AIM OF THE TASK. Copy the material from the line with "Objective — for every instance of the sailboat mast" to the line with "[[676, 167]]", substituting "harbor building" for "distant building" and changing nothing else.

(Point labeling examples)
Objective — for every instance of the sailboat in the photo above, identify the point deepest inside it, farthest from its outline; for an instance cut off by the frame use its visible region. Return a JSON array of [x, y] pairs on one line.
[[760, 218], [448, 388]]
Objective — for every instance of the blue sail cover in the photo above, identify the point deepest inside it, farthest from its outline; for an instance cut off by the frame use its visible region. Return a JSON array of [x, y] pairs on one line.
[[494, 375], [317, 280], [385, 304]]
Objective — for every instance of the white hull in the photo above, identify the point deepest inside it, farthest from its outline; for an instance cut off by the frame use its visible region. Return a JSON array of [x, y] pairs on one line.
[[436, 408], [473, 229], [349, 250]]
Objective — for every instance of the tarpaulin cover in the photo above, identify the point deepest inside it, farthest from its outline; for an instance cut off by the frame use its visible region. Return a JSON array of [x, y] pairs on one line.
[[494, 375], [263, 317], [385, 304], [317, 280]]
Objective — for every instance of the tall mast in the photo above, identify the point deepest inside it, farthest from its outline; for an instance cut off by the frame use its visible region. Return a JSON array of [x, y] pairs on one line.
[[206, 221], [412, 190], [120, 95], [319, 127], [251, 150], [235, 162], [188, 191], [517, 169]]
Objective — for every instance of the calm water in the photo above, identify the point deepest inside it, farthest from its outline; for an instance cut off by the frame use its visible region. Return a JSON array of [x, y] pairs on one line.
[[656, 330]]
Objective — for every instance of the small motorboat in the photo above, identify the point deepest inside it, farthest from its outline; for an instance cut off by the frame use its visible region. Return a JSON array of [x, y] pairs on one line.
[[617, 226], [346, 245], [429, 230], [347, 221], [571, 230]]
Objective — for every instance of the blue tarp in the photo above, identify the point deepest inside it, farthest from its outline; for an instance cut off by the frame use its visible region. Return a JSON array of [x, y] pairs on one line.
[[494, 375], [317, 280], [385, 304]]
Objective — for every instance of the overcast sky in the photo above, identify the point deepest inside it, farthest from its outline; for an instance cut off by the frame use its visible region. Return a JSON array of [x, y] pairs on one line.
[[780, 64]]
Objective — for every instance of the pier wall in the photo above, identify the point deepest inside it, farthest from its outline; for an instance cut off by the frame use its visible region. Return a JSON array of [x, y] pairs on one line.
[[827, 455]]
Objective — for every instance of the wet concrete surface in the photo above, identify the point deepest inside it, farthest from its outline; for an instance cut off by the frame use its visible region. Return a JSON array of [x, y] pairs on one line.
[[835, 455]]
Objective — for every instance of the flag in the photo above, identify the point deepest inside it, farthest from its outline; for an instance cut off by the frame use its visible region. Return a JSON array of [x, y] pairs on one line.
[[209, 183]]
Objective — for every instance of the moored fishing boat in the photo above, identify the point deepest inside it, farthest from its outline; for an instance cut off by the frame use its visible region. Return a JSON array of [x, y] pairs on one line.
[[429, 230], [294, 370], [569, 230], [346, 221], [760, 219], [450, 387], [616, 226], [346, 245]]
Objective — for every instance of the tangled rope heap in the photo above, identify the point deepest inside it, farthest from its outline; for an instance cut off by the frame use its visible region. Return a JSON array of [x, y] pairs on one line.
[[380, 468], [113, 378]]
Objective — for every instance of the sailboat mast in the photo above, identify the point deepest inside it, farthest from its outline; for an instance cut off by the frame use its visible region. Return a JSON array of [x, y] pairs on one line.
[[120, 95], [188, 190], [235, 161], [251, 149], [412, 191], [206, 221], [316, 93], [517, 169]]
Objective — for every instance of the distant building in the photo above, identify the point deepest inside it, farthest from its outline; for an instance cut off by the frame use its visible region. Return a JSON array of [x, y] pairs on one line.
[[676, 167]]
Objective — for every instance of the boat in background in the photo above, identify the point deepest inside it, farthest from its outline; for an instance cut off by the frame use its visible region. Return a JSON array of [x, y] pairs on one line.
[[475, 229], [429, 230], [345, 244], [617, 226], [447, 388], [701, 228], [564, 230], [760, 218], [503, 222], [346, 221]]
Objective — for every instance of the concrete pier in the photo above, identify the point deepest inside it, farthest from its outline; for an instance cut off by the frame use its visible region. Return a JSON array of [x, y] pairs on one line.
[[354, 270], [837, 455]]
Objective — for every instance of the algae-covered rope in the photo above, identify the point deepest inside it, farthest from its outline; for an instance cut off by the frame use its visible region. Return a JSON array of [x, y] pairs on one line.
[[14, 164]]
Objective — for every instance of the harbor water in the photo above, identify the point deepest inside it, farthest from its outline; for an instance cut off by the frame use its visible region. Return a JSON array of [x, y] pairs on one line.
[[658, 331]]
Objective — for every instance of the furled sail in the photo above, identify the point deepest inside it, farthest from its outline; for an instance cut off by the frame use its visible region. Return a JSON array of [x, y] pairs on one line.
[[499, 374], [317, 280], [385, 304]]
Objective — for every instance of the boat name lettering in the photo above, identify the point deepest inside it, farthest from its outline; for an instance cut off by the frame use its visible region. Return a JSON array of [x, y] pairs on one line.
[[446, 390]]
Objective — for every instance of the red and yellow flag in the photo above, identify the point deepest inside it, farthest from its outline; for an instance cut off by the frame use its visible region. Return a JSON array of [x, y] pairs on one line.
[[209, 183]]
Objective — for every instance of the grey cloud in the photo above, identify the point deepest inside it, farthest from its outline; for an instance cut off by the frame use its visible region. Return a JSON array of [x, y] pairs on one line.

THE RESULT.
Objective — for every instance of the sailboat mast in the photo above, identify the point deepest inside it, farthest from its outline; for an instance cut off by the frame use its visible region. Return a JSON array of [x, y] pairs on one line.
[[120, 95], [188, 190], [235, 161], [251, 149], [412, 191], [206, 221], [316, 93], [517, 169]]
Objective — for every instance of the harbor building in the photo above, identify the point deepest inside it, farthest from its outline; for an instance cut off by the frame use its visible region. Return a JSON array of [x, y] pairs on one line.
[[676, 167]]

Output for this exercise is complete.